Each line from the one that has "Find the pink" through the final line of the listing is to be written out exactly, and no other line is.

MATERIAL PROVIDED —
= = =

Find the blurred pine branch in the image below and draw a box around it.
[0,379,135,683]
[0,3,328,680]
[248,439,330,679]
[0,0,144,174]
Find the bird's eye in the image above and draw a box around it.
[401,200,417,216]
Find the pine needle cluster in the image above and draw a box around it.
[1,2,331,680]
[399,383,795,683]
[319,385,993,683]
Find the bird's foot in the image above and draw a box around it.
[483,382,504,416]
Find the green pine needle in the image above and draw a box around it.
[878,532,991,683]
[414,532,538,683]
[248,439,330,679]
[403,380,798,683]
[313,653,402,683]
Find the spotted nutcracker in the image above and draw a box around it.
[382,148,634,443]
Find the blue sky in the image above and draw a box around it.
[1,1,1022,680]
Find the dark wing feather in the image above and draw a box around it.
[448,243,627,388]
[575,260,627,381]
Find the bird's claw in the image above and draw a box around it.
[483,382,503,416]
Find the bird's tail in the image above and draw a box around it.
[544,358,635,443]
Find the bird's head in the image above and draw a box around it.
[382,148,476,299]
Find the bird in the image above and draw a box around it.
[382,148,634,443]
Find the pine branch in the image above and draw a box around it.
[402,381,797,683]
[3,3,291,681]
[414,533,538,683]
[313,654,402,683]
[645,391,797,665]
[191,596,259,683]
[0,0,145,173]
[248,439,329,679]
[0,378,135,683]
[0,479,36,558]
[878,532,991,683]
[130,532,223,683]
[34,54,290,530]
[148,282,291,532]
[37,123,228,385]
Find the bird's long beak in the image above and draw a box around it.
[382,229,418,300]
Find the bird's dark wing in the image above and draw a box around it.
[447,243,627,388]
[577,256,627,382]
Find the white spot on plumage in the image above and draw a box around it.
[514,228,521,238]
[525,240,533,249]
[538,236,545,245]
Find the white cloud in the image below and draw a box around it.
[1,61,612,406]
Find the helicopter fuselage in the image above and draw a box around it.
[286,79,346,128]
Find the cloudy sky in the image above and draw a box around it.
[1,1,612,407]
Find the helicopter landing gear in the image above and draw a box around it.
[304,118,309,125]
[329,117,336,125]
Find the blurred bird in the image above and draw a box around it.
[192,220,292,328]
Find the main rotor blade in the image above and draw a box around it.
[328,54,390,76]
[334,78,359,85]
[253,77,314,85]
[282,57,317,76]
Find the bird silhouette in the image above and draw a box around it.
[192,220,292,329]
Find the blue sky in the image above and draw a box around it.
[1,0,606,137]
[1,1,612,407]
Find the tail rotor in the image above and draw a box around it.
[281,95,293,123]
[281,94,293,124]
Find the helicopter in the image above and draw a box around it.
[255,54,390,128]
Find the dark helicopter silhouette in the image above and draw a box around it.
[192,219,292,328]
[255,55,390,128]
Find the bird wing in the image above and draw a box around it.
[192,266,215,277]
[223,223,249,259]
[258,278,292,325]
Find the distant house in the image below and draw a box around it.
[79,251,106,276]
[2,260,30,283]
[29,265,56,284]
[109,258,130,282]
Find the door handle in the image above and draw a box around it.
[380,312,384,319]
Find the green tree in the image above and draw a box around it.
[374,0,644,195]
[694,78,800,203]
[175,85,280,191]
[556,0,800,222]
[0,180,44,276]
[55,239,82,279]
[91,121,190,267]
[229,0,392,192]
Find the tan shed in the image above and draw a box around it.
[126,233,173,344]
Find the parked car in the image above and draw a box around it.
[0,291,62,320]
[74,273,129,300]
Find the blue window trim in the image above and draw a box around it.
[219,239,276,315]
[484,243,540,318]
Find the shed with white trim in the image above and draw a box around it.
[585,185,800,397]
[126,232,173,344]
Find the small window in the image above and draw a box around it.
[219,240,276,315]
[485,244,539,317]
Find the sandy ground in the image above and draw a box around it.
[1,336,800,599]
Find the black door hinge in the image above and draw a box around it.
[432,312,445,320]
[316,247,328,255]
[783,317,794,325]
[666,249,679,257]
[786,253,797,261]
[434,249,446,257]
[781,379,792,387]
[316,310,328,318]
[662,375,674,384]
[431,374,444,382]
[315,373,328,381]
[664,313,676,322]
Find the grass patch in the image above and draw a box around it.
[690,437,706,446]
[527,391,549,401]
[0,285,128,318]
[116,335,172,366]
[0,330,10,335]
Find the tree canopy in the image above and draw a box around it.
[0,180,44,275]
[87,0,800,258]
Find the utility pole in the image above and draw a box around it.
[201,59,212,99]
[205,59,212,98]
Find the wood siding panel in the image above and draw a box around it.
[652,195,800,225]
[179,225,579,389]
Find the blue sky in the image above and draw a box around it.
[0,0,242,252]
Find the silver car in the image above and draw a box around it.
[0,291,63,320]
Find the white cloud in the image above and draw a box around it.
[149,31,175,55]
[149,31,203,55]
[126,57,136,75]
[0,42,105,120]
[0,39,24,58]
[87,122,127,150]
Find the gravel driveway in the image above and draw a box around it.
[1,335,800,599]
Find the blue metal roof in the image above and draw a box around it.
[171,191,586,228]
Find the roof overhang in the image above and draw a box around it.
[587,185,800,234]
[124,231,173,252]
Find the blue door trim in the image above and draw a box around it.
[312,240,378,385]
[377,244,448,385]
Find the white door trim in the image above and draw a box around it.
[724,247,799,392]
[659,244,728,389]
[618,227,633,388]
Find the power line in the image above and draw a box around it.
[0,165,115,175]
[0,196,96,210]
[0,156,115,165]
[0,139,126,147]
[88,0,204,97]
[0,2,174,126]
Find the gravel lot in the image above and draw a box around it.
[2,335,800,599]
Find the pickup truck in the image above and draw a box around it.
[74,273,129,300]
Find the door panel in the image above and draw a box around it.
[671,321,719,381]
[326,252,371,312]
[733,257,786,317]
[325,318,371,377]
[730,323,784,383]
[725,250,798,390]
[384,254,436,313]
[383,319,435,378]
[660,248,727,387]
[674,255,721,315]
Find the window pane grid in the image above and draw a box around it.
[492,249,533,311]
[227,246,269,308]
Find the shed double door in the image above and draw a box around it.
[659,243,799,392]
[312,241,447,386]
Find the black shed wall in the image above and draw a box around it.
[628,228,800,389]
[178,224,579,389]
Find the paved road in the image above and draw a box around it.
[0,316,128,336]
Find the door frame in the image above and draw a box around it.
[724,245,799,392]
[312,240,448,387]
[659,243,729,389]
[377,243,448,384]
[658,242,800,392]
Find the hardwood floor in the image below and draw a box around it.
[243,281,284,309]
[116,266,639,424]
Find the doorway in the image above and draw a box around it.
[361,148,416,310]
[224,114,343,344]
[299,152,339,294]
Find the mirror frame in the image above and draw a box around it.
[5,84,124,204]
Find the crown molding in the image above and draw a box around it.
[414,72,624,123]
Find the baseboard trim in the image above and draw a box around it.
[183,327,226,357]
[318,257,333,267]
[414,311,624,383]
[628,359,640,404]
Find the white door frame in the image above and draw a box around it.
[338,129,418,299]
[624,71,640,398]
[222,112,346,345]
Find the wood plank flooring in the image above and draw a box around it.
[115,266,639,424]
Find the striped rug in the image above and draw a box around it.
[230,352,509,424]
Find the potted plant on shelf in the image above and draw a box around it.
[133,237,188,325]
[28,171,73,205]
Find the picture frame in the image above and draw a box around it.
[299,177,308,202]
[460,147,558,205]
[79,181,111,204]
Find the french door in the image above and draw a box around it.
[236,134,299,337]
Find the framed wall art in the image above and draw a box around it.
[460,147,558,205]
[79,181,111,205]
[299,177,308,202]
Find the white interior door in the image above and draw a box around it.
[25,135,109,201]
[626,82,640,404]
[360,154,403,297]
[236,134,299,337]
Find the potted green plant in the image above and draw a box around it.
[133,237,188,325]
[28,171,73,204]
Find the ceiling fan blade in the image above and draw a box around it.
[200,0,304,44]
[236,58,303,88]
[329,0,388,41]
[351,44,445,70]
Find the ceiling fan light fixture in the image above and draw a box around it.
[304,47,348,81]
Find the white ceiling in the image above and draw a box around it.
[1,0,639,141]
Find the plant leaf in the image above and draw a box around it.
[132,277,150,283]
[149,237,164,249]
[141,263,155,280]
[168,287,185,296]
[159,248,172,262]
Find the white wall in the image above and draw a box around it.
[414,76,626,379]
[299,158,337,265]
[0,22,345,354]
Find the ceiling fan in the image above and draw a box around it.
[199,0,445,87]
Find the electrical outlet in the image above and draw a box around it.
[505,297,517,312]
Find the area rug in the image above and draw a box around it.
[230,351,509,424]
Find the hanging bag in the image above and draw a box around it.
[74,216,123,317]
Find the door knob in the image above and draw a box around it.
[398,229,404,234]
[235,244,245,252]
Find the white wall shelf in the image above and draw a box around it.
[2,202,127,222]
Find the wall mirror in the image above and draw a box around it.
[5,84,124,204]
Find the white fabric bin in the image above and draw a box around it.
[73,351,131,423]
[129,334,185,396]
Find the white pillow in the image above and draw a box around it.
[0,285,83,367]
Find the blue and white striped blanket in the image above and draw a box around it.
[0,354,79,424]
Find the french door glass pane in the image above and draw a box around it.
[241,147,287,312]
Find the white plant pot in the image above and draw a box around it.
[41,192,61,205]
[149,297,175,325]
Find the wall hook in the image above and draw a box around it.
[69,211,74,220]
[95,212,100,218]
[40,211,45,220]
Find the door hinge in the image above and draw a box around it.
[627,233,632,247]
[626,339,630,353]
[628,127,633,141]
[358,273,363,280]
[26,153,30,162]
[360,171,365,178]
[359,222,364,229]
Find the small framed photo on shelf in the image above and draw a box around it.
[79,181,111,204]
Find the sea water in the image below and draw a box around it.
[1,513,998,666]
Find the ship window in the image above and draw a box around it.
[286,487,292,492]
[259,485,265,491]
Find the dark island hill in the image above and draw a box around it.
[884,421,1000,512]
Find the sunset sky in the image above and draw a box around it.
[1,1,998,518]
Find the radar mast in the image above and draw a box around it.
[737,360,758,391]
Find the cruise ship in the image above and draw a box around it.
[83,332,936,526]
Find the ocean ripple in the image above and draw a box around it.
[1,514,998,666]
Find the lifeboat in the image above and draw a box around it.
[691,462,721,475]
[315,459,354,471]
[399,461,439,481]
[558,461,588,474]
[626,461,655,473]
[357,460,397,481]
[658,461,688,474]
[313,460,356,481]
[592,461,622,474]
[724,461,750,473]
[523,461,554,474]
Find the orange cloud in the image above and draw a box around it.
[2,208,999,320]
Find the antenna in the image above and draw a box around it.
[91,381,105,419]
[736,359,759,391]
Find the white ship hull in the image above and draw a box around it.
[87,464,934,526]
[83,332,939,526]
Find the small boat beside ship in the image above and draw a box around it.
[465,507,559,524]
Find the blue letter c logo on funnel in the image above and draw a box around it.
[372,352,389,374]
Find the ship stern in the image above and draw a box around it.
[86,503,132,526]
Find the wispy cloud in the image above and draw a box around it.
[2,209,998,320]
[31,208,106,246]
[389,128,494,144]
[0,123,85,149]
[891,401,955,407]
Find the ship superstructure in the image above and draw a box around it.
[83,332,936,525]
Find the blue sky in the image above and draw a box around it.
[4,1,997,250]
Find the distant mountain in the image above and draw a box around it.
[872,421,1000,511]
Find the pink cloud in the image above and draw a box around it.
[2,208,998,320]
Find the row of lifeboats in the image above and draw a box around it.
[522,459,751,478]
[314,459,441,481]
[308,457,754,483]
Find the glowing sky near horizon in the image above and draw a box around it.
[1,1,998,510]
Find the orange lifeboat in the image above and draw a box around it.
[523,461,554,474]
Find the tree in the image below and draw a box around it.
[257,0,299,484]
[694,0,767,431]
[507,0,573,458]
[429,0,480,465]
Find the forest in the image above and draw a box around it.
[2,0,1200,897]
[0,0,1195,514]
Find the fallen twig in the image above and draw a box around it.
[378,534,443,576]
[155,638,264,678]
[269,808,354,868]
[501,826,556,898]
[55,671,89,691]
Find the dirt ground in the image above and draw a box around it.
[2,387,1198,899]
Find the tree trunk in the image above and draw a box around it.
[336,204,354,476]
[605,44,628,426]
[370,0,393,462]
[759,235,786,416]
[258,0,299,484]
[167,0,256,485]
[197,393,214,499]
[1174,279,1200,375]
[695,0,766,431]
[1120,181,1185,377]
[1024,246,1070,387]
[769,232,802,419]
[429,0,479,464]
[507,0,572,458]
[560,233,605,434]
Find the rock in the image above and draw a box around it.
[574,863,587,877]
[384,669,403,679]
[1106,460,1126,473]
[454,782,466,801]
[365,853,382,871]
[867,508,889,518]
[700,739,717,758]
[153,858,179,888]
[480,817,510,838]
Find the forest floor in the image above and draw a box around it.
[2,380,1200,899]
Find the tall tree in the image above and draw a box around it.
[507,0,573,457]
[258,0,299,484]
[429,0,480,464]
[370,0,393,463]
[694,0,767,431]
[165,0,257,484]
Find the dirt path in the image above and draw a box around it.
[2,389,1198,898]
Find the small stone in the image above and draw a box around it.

= = =

FINISHED TASK —
Find the pink cloud in the image above and draw a box around it.
[2,208,998,320]
Find the row of lifeboats in the image above and draw a box around it.
[522,459,751,478]
[314,459,441,481]
[308,457,754,483]
Find the glowing sky near horizon in the image above and draw a box around it.
[1,1,998,510]
Find the orange lifeboat in the image above and draw a box around it.
[523,461,554,474]
Find the tree in the image below and draw a box around it.
[257,0,299,484]
[694,0,767,431]
[507,0,573,458]
[429,0,480,465]
Find the forest in the image above and draw a box around it.
[2,0,1200,897]
[0,0,1195,514]
Find the fallen twig in the image above and draw a box around it.
[378,534,443,576]
[155,638,264,678]
[269,808,354,868]
[501,826,556,898]
[55,671,89,691]
Find the dirt ground in the image above and draw a box around it.
[2,387,1198,899]
Find the tree trunk in the image above and draw a box around it.
[336,204,354,476]
[605,44,628,426]
[370,0,393,462]
[759,235,786,416]
[258,0,299,484]
[167,0,256,485]
[197,393,214,499]
[1174,279,1200,375]
[695,0,766,431]
[1120,181,1185,377]
[1024,246,1070,387]
[769,232,802,419]
[429,0,479,464]
[507,0,572,458]
[560,233,605,434]
Find the rock in the image above and draw a box around it.
[574,863,587,877]
[384,669,403,679]
[1106,460,1126,473]
[454,782,466,801]
[365,853,382,871]
[867,508,889,518]
[700,739,717,758]
[153,858,179,888]
[480,817,510,838]
Find the forest floor in the image above and draw a box around it.
[2,380,1200,899]
Find the tall tree in the image above and draw a box around it.
[507,0,573,457]
[258,0,299,484]
[429,0,480,464]
[370,0,393,463]
[694,0,767,431]
[165,0,257,484]
Find the dirt path in the image above and draw a box around it.
[2,389,1198,898]
Find the small stone in the image above and draw a box around it.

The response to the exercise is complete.